• SUPPLIED ENTRIES:

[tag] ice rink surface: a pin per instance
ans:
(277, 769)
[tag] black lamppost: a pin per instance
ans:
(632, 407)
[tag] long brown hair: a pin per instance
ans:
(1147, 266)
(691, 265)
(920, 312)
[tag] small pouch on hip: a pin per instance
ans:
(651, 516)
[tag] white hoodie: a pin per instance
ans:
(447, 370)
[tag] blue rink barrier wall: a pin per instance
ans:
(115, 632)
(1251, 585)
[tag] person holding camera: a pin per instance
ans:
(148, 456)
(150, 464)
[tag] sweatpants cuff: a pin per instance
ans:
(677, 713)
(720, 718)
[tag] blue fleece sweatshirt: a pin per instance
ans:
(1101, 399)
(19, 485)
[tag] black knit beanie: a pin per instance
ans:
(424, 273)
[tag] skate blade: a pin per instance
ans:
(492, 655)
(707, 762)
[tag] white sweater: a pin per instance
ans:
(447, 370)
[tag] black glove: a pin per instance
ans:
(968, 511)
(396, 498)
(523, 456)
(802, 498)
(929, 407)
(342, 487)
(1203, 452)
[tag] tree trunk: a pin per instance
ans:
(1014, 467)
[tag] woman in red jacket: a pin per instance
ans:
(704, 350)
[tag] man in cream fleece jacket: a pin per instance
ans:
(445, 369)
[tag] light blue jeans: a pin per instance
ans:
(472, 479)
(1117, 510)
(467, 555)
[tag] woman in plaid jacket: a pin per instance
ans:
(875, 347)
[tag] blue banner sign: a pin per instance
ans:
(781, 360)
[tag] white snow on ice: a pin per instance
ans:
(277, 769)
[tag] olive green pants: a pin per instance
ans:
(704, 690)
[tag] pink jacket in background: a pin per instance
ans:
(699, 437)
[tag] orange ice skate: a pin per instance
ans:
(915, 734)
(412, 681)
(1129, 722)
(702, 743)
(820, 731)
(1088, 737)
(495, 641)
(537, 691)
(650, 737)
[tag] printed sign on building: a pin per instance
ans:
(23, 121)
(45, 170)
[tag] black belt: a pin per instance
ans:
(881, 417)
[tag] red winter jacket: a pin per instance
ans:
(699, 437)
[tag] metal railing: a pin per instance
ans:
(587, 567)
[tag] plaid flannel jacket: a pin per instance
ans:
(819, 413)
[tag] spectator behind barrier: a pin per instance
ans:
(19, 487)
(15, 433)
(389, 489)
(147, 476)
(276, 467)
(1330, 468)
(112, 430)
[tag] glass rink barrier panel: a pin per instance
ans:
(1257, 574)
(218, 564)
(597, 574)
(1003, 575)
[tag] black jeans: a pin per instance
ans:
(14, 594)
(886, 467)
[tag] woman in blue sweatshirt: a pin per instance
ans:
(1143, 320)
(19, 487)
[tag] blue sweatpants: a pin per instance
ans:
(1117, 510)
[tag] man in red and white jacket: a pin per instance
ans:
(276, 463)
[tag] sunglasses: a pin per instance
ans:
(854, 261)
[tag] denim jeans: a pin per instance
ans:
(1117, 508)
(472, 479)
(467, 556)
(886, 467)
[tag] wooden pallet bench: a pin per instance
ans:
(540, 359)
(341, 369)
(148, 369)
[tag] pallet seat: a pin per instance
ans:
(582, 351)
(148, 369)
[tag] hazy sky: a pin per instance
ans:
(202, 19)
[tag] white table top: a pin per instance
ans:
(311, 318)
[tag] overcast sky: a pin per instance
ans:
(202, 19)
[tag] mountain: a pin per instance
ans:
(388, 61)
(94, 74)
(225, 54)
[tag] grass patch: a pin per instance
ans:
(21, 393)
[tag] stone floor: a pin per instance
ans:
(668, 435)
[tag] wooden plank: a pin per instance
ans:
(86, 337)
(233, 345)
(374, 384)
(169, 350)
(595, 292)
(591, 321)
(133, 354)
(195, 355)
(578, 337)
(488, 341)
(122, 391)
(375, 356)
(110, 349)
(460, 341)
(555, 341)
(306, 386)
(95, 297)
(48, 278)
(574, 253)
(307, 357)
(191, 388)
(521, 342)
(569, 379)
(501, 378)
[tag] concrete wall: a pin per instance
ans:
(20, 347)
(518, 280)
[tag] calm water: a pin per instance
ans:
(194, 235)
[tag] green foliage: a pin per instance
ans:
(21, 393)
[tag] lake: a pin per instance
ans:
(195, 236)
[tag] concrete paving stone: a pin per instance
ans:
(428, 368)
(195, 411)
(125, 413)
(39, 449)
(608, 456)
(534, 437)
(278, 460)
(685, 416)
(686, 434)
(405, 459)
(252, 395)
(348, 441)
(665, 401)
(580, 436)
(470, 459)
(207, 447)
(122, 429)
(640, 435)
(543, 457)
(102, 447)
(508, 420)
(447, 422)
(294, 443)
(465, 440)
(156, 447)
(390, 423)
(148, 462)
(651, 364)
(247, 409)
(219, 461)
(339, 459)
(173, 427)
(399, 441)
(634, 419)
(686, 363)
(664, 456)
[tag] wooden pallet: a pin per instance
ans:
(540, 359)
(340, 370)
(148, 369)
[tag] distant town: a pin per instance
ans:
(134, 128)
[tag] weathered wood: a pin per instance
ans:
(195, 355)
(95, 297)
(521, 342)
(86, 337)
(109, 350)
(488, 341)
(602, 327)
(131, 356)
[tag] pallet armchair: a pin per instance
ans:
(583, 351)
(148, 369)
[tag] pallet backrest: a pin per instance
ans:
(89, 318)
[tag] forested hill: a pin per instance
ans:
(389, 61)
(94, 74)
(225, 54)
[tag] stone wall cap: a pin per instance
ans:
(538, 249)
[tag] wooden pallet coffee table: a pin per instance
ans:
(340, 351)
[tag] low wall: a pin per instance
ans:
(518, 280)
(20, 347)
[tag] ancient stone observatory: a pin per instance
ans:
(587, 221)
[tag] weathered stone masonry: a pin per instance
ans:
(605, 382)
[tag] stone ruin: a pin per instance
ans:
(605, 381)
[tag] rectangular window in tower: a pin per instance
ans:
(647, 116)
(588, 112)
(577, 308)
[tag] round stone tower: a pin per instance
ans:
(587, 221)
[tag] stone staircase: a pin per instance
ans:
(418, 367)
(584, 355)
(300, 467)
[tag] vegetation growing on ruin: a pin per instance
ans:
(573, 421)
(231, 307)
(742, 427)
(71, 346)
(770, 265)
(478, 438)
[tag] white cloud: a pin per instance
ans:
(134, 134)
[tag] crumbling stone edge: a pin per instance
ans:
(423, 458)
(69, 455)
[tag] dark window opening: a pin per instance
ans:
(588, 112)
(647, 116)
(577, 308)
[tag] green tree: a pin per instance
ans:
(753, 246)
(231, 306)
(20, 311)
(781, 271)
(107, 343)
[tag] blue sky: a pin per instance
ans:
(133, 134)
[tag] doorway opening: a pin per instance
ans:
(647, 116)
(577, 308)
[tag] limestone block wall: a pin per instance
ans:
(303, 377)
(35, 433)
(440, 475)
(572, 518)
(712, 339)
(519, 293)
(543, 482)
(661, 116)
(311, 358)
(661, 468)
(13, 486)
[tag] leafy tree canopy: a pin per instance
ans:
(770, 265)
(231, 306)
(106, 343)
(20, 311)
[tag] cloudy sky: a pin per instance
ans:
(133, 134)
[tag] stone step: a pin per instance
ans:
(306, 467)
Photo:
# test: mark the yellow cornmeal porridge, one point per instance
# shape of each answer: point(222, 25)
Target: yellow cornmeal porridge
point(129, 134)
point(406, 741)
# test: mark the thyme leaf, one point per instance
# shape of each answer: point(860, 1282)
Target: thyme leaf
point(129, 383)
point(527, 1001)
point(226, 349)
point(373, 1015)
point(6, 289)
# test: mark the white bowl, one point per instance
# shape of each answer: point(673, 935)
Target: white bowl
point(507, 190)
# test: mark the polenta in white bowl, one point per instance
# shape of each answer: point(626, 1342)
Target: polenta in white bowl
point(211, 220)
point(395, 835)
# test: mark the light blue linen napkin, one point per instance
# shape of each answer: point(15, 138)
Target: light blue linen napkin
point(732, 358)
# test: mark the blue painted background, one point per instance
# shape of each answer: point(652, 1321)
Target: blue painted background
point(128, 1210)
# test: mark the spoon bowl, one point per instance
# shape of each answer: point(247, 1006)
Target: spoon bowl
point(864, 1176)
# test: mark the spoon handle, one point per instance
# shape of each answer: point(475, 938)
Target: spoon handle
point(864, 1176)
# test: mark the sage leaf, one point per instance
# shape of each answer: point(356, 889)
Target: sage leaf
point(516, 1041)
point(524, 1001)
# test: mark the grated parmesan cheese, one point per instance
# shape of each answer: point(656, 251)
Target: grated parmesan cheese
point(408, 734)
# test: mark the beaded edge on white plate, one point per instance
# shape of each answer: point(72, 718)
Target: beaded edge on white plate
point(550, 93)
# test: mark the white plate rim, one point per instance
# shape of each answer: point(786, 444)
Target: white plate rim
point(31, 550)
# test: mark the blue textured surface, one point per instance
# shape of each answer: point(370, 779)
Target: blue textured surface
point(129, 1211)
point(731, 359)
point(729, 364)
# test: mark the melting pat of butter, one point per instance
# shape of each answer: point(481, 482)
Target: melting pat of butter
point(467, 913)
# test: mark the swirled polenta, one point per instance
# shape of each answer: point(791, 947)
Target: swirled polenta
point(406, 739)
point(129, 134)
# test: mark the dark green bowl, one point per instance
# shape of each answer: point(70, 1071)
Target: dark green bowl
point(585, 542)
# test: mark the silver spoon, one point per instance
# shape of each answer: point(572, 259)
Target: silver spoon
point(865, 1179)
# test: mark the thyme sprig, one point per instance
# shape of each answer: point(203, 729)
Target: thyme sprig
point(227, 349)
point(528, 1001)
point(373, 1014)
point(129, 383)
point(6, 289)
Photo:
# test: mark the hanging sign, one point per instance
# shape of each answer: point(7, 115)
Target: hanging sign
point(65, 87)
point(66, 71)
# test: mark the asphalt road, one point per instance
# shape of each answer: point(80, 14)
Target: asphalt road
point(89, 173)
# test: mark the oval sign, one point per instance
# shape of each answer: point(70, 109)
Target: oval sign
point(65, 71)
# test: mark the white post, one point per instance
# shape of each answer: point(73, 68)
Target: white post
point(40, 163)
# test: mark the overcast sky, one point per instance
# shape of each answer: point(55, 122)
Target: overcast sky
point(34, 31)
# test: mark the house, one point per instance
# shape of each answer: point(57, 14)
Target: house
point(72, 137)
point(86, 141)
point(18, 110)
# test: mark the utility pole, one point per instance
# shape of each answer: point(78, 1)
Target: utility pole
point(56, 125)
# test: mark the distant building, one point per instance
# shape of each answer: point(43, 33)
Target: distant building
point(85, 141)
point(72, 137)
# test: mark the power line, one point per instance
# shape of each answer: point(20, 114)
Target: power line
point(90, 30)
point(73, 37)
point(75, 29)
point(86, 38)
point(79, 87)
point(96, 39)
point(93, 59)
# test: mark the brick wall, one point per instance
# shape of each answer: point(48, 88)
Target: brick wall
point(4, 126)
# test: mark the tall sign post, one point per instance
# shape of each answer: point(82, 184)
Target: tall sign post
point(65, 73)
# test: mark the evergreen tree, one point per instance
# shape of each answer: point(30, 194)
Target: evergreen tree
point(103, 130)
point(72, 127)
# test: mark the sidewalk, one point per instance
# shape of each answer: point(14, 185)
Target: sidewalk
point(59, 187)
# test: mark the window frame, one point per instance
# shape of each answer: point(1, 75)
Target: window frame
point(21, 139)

• YOUR TASK:
What is the number of lines in the records that hold the word "skate"? Answer with that number by itself.

• EXERCISE RESPONSE:
2